_ABOUT THIS EXERCISE_.
Leave out the pictures, then return the records word for word.

[Records contained in a dataset]
----------------------------------------

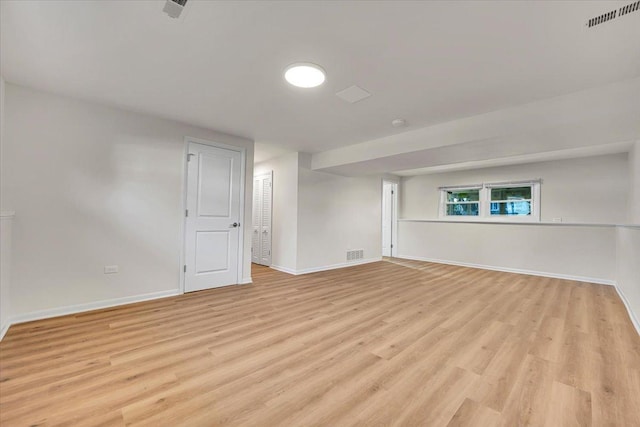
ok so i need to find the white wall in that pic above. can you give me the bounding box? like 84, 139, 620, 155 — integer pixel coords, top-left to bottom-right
616, 226, 640, 331
396, 154, 629, 284
254, 152, 385, 274
401, 154, 628, 224
629, 142, 640, 224
254, 152, 299, 272
615, 141, 640, 332
0, 214, 13, 339
2, 84, 254, 320
0, 76, 5, 186
398, 221, 616, 283
0, 75, 12, 338
297, 163, 383, 271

----------------------------------------

_ANSWER BOX_.
ok so i need to find the white wall in that pic above. can you give me the bounding box? like 84, 139, 620, 155 — integer pixel coords, top-left to bottom-right
616, 226, 640, 331
396, 154, 629, 284
254, 152, 385, 274
401, 154, 628, 224
629, 142, 640, 224
254, 152, 299, 272
615, 141, 640, 332
0, 214, 13, 339
2, 84, 254, 320
0, 76, 5, 186
398, 221, 616, 283
0, 75, 12, 338
297, 163, 383, 271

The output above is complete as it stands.